• **WORK TASK A**
From the article on the cartoonist Mali, list every publication that the text says carried his drawings or cartoons.
• **WORK TASK B**
Continue the article on the cartoonist Mali after its final sentence.

• **TEXT SECTION**

Segment Open

= Mali (cartoonist) =

T. R. Mahalingam, better known by his pen-name Mali, was an illustrator and cartoonist from Tamil Nadu, India, in the pre-independence era. He was the Tamil Press's first caricaturists, according to Chennai historian S. Muthiah in The Hindu. Muthiah has written elsewhere that Mali did as much with his strokes for Vikatan as its celebrated editor Kalki Krishnamurthy did with his words.

Mali published his drawings in the Indian Express in the 1930s, and first made his name at the Free Press Journal 'before being immortalised in the pages of Ananda Vikatan, the first popular Tamil periodical'. He also did cartoons for the Vikatan group's English-language Merry Magazine, where he became the editor in 1935. He is said to have left the editorial nitty-gritty to his assistant editor, while continuing to illustrate such humorous serials as 'Private Joyful in Madras' (The magazine shut down in c. 1935 or 1936).

Segment Closed

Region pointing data

Segment Open

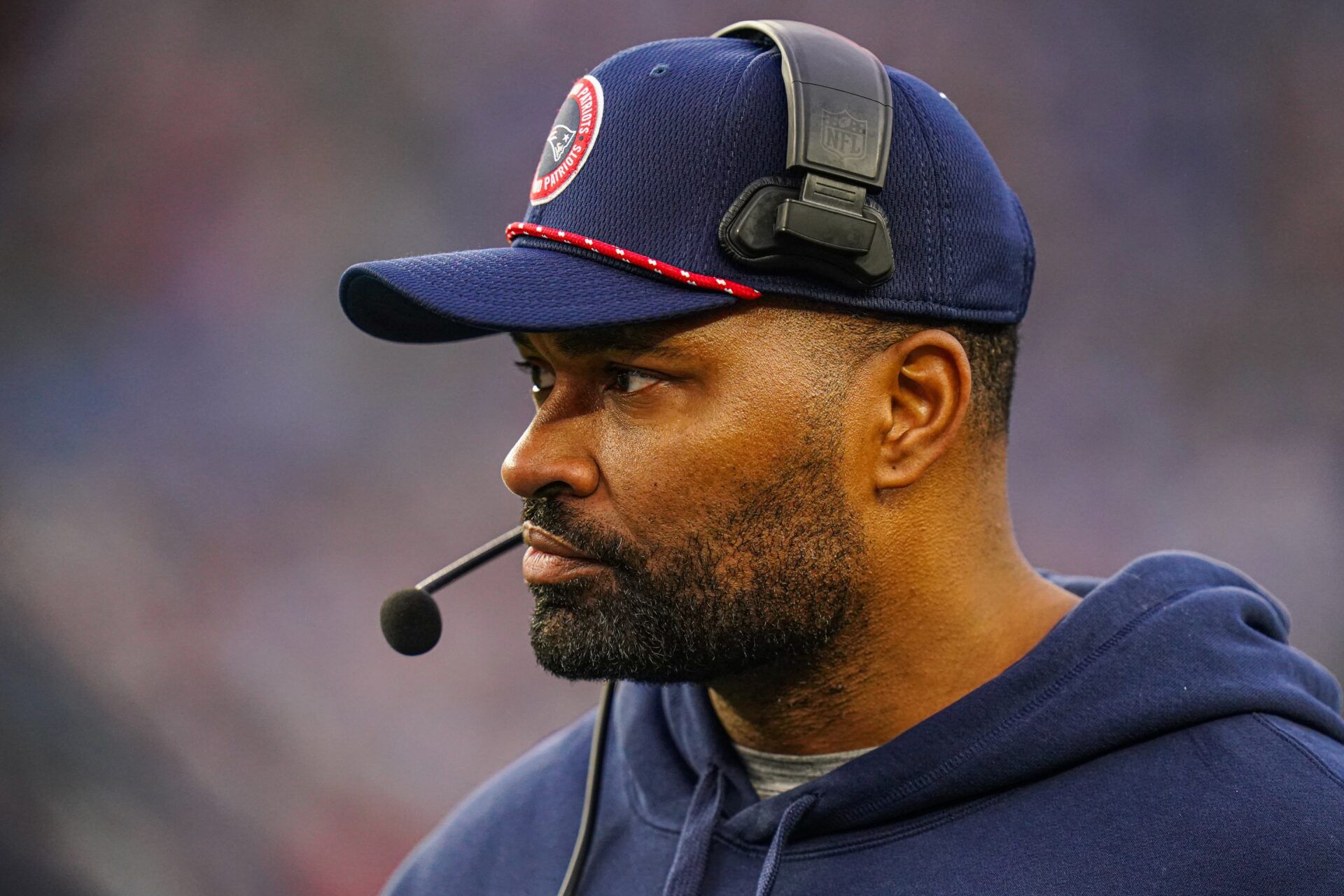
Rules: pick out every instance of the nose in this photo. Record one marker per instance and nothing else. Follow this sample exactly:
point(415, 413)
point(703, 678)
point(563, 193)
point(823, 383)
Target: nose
point(550, 460)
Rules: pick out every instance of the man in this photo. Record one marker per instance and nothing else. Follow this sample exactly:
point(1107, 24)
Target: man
point(766, 492)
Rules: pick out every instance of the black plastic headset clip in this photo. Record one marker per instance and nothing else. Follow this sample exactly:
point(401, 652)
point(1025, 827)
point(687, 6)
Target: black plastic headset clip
point(839, 139)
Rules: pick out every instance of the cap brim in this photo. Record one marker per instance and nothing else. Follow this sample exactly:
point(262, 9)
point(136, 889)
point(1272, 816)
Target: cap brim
point(454, 296)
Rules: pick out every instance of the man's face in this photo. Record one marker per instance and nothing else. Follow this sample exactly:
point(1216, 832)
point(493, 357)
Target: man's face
point(696, 469)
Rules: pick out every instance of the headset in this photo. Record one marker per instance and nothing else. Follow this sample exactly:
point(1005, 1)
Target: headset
point(839, 140)
point(839, 97)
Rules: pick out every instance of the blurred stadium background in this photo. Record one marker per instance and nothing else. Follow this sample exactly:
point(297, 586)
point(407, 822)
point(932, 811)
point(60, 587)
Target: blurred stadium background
point(209, 479)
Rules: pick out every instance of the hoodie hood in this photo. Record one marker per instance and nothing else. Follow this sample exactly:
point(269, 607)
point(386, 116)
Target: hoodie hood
point(1161, 738)
point(1171, 641)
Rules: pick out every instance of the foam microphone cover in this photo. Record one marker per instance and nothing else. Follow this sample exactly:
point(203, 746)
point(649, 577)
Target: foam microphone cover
point(410, 621)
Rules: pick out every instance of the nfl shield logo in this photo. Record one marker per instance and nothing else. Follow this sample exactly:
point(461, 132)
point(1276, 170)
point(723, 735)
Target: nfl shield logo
point(843, 133)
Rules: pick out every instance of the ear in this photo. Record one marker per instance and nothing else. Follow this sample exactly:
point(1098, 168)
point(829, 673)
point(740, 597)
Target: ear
point(927, 379)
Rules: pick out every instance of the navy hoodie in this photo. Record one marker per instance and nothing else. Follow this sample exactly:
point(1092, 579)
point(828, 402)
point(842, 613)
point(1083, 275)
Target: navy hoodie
point(1163, 738)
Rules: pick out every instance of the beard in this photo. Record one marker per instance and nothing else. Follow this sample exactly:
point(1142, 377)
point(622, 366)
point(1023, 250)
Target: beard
point(769, 578)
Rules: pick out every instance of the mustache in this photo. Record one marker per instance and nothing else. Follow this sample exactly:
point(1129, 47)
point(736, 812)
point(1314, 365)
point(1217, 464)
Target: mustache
point(559, 519)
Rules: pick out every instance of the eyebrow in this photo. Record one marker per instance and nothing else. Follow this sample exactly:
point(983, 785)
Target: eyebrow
point(643, 340)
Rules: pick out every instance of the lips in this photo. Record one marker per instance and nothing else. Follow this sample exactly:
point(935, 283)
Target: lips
point(550, 559)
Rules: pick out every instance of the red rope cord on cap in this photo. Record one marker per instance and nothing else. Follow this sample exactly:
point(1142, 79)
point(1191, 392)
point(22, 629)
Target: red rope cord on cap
point(671, 272)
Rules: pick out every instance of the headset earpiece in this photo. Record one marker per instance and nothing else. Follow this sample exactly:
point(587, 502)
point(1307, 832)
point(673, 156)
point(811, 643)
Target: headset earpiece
point(839, 140)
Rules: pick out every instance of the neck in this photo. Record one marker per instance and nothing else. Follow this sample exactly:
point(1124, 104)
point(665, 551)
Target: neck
point(940, 618)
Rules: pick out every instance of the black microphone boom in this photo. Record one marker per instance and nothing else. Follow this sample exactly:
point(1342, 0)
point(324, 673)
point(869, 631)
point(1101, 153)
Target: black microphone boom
point(410, 618)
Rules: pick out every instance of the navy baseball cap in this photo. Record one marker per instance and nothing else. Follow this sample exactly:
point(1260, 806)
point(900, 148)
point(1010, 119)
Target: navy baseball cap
point(644, 159)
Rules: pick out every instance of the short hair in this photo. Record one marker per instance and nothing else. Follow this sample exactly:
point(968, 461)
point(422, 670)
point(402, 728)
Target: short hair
point(991, 351)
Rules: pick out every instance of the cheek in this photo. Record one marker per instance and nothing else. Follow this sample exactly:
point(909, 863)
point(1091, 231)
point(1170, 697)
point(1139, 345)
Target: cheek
point(675, 476)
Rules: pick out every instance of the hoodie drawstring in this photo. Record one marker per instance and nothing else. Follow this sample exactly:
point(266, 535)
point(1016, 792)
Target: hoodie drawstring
point(692, 849)
point(771, 869)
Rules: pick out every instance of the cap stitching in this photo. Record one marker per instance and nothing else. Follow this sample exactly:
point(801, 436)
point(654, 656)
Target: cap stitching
point(715, 206)
point(722, 186)
point(638, 261)
point(937, 241)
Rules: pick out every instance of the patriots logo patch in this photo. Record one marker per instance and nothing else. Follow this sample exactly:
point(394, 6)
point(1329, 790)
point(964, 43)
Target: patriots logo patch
point(570, 141)
point(559, 141)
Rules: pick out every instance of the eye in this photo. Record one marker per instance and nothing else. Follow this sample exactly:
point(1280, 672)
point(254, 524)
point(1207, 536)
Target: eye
point(628, 381)
point(542, 378)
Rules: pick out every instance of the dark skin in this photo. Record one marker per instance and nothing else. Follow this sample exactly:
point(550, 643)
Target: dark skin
point(647, 426)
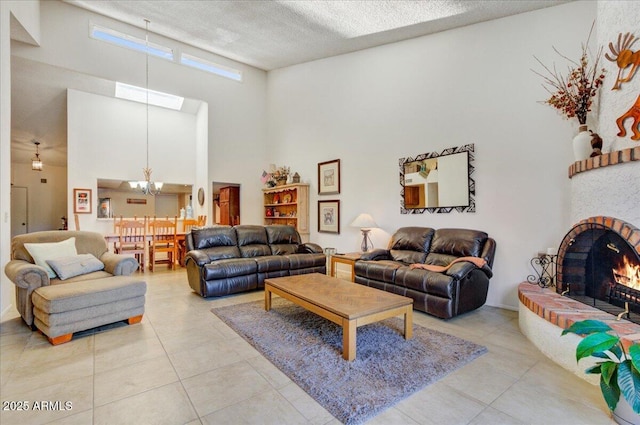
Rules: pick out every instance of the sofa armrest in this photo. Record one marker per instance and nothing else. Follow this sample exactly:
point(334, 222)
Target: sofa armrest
point(26, 275)
point(376, 254)
point(461, 269)
point(310, 248)
point(118, 264)
point(197, 256)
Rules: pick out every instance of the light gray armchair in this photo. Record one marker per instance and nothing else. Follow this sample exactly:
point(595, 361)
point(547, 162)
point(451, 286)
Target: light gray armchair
point(28, 277)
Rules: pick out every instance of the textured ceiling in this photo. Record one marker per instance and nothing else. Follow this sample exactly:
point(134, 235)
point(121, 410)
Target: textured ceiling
point(275, 34)
point(265, 34)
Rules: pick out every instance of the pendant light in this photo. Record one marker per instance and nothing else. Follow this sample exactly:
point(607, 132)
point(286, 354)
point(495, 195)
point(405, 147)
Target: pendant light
point(36, 163)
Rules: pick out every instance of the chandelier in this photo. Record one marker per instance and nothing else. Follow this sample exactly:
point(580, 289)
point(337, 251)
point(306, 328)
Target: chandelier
point(36, 163)
point(148, 186)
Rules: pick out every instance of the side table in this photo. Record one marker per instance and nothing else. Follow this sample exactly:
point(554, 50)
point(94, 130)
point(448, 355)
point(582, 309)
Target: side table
point(349, 258)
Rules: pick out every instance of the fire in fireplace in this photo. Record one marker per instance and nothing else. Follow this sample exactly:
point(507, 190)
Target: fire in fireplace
point(599, 265)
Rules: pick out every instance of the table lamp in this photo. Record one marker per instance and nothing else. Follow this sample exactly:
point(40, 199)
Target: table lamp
point(365, 222)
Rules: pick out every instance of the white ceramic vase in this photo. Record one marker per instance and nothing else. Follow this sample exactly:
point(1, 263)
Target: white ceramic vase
point(582, 144)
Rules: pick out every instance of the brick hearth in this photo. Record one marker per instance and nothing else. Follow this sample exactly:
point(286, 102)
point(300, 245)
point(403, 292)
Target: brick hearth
point(563, 312)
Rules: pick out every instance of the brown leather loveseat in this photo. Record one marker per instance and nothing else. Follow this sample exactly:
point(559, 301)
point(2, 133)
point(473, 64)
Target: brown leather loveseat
point(223, 260)
point(462, 287)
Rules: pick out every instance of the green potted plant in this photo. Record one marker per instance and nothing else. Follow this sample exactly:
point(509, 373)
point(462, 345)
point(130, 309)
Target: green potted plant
point(619, 369)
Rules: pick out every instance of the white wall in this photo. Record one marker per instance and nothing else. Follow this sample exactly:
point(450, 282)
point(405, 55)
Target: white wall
point(468, 85)
point(615, 17)
point(26, 15)
point(46, 202)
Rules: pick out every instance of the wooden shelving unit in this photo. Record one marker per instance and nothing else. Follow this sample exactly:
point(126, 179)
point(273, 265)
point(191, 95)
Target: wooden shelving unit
point(288, 204)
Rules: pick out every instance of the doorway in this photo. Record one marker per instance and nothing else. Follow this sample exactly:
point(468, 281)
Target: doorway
point(19, 211)
point(226, 203)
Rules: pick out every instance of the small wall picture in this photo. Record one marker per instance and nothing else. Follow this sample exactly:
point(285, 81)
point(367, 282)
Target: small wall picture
point(329, 216)
point(329, 177)
point(82, 201)
point(104, 208)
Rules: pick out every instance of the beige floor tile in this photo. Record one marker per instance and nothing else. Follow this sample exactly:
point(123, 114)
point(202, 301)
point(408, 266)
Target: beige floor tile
point(453, 407)
point(61, 399)
point(122, 382)
point(267, 408)
point(197, 360)
point(168, 405)
point(223, 387)
point(491, 416)
point(537, 405)
point(115, 355)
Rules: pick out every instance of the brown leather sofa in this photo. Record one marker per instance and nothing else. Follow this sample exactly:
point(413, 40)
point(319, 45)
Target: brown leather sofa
point(223, 260)
point(461, 288)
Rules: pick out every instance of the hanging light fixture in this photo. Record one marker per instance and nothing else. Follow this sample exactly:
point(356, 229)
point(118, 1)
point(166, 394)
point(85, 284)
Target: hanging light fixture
point(36, 163)
point(147, 186)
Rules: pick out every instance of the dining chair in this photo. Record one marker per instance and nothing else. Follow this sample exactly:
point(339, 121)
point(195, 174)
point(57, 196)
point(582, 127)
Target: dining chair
point(187, 225)
point(163, 240)
point(132, 239)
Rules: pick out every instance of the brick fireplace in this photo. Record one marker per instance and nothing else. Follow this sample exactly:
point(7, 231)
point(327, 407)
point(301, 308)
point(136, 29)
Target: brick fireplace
point(599, 265)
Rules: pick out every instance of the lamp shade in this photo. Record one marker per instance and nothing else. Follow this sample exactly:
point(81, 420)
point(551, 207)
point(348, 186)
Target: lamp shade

Segment Closed

• **TASK ANSWER A**
Indian Express, Free Press Journal, Ananda Vikatan, Merry Magazine

• **TASK ANSWER B**
While it was the writer and poet Subramanya Bharathi who first introduced cartoons to Tamil journalism, it was Ananda Vikatan that made them truly popular. As cartoonist and senior artist at Ananda Vikatan, Mali was thus a key influence on a second generation of cartoonists. Gopulu and Silpi were illustrators he mentored at Vikatan.

According to Tamil film historian Randor Guy, Mali designed the famous logo for Gemini Studios, which depicts cherubic twin buglers.

Mali died in c. 1947, according to an obituary in The Indian Review.